What the task requires — Retype the stretch of the interview with Cashauna Hill from "4E: Why is fair" through "challenges in Louisiana?" with no changes.
╭─ Text block
Promising Practices: An Interview with Cashauna Hill of the Louisiana Fair Housing Action Center
Cashauna is the Executive Director of the Louisiana Fair Housing Action Center, where she leads a team working to fulfill the organization’s mission to end discriminatory housing policies and practices through litigation and policy advocacy, along with fair housing trainings and foreclosure prevention counseling. As an advocate, leader, and litigator with lived experience and personal connections to the impacts of residential segregation and exclusionary housing policy, her work as Executive Director has included leading the community engagement process for the City of New Orleans’ 2016 Assessment of Fair Housing plan — the first in the nation submitted under a 2015 rule requiring state and local governments to identify and address barriers to fair housing choice. We asked Cashuauna about her work with LaFHAC and the policy changes she would advocate for to advance housing equity.
4E: Why is fair housing critical for a community’s economic success?
CH: Where we live predicts much about how our lives will turn out — what kind of jobs and income we have access to, whether we’ll have access to fresh food and produce, and even how long we’ll live. Because discriminatory housing policies and practices keep people out of well-resourced communities, housing discrimination perpetuates poverty, and robs people of access to opportunity. This lack of access and opportunity contributes directly to a community’s economic success in the forms of its ability to attract and maintain industry, sustain tax base, expand workforce, and improve quality of place — the building blocks for economic development.
4E: The COVID-19 pandemic clearly exacerbated housing challenges in communities across the country. How did LaFHAC respond to these challenges in Louisiana?
╰─
╭─ Entries supplied
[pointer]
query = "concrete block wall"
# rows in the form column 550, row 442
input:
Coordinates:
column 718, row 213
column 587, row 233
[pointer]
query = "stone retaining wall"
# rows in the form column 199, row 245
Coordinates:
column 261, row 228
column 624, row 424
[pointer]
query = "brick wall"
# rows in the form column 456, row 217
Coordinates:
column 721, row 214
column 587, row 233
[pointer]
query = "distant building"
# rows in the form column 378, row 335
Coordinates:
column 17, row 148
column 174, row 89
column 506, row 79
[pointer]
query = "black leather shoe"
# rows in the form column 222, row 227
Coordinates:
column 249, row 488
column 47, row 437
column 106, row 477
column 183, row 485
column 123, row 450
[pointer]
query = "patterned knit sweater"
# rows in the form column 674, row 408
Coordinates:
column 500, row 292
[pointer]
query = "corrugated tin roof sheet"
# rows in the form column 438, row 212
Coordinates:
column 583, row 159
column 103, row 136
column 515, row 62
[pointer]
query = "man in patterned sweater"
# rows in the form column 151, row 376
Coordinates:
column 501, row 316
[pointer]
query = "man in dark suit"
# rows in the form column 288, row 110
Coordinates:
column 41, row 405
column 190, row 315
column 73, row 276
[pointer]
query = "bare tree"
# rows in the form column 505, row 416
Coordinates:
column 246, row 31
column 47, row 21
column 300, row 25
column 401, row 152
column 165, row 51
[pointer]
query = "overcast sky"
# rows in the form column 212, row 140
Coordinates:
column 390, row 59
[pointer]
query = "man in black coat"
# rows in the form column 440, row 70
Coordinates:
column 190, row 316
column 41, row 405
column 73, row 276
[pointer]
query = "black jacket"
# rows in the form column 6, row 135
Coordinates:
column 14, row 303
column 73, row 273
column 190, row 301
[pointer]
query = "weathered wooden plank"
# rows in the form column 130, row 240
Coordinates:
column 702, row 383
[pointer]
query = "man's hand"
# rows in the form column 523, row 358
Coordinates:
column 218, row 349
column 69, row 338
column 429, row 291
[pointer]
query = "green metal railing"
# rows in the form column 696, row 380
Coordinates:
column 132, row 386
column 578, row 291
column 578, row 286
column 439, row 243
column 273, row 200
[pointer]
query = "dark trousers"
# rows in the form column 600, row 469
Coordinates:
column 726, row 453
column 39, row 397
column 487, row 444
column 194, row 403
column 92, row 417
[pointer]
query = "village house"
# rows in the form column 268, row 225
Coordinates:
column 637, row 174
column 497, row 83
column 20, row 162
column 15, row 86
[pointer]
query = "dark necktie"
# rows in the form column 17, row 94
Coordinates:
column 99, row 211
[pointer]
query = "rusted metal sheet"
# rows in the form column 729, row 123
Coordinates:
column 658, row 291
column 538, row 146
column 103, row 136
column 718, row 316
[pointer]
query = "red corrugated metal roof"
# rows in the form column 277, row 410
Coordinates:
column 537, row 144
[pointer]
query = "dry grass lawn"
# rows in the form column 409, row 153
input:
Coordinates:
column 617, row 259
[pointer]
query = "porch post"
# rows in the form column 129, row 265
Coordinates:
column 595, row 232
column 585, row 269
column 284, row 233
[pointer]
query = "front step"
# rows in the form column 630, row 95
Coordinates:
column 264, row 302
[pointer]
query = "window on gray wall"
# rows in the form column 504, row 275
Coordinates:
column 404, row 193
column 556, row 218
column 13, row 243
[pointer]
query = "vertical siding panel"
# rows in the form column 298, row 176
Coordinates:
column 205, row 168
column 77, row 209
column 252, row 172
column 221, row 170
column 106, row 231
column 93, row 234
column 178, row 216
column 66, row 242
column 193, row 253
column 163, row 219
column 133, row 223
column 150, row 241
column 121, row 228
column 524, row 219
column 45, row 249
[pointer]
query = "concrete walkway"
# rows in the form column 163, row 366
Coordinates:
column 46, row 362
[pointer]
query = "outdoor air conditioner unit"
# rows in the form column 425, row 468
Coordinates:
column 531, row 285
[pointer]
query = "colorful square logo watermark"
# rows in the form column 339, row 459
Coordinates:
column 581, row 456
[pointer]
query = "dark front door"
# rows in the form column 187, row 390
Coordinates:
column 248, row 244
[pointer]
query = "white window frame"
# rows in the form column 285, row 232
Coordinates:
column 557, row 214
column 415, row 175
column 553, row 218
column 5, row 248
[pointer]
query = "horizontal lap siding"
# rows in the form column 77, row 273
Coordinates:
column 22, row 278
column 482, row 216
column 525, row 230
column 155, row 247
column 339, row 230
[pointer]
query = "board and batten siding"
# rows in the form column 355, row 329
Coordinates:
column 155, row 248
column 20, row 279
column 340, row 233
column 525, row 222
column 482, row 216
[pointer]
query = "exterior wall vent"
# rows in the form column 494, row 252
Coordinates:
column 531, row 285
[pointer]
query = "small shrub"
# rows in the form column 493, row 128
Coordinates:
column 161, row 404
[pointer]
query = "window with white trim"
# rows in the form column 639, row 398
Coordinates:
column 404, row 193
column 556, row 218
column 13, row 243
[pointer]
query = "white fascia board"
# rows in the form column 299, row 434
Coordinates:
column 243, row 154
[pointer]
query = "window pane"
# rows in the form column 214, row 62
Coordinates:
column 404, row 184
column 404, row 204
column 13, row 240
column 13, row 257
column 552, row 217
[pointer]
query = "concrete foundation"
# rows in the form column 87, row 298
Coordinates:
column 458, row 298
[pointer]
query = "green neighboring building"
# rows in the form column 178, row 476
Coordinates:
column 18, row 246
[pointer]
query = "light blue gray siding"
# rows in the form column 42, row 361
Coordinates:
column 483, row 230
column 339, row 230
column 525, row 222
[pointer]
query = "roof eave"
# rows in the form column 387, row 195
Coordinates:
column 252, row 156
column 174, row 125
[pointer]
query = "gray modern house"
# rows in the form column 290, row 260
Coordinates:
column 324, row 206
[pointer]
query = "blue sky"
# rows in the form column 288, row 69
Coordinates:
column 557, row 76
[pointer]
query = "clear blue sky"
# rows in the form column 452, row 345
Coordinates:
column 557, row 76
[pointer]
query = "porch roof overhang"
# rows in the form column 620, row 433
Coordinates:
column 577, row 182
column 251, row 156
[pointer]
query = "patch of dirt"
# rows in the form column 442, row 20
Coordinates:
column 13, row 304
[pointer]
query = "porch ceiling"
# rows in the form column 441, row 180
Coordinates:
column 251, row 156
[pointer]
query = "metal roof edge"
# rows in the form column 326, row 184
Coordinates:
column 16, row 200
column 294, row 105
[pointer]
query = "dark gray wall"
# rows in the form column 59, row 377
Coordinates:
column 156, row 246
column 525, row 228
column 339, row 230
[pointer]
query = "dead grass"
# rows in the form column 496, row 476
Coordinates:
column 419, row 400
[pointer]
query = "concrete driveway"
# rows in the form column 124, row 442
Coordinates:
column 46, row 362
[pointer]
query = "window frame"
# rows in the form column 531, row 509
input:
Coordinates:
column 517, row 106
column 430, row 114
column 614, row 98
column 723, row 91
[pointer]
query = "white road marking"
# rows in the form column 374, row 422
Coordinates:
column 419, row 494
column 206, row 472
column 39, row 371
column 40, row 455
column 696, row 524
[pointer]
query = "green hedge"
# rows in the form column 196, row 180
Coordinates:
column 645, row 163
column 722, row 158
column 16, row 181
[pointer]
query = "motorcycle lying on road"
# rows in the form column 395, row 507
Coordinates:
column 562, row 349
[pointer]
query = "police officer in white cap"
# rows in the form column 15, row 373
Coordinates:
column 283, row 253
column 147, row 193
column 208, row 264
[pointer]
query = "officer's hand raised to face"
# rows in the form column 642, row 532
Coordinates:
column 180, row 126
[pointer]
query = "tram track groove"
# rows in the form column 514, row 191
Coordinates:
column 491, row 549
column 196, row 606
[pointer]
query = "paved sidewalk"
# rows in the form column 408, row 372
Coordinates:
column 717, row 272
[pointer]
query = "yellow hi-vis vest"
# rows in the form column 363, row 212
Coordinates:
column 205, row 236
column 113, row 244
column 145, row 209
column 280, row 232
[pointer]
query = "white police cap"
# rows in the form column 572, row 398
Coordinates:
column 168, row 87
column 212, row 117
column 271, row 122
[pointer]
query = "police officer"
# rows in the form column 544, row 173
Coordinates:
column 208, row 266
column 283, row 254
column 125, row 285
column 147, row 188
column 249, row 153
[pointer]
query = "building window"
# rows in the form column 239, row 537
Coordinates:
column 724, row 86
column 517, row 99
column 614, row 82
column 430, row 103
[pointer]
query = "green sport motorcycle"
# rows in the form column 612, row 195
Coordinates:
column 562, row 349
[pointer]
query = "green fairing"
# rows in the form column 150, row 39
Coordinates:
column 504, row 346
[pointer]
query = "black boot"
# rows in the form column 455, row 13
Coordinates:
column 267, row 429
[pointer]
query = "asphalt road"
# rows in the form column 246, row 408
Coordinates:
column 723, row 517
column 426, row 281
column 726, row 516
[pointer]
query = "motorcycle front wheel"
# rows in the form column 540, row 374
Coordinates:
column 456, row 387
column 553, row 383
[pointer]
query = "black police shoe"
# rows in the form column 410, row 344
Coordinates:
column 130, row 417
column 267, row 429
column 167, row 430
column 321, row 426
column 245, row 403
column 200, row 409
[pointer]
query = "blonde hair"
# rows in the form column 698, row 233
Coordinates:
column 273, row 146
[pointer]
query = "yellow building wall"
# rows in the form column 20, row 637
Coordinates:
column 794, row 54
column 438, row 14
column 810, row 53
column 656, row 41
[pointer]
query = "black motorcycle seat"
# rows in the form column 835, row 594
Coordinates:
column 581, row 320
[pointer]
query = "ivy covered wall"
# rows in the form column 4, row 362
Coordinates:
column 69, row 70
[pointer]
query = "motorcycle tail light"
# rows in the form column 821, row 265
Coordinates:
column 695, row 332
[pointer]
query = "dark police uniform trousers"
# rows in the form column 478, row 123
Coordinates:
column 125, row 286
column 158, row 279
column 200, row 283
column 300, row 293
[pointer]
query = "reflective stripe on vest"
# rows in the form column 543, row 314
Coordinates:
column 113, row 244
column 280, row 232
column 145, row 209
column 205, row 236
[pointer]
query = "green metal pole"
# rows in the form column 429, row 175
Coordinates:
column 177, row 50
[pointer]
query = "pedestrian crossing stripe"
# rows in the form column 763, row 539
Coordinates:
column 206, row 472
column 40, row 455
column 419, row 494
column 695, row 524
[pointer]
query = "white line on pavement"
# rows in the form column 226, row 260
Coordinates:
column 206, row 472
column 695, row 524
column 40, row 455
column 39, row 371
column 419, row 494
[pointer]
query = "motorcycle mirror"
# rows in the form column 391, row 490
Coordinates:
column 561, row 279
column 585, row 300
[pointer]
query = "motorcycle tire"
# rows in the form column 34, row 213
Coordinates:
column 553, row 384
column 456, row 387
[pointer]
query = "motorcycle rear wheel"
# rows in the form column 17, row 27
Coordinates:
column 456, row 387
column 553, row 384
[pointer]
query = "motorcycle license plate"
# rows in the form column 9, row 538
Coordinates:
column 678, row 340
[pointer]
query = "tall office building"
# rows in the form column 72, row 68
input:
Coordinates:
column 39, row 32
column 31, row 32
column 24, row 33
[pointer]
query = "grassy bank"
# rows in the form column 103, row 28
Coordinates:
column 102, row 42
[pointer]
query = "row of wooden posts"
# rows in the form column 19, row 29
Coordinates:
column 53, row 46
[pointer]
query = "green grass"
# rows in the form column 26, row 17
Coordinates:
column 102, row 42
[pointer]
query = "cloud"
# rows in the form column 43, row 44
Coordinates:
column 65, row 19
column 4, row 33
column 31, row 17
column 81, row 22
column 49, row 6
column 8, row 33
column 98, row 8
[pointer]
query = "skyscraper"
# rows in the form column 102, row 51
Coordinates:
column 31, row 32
╰─
Solution to this task —
4E: Why is fair housing critical for a community’s economic success?
CH: Where we live predicts much about how our lives will turn out — what kind of jobs and income we have access to, whether we’ll have access to fresh food and produce, and even how long we’ll live. Because discriminatory housing policies and practices keep people out of well-resourced communities, housing discrimination perpetuates poverty, and robs people of access to opportunity. This lack of access and opportunity contributes directly to a community’s economic success in the forms of its ability to attract and maintain industry, sustain tax base, expand workforce, and improve quality of place — the building blocks for economic development.
4E: The COVID-19 pandemic clearly exacerbated housing challenges in communities across the country. How did LaFHAC respond to these challenges in Louisiana?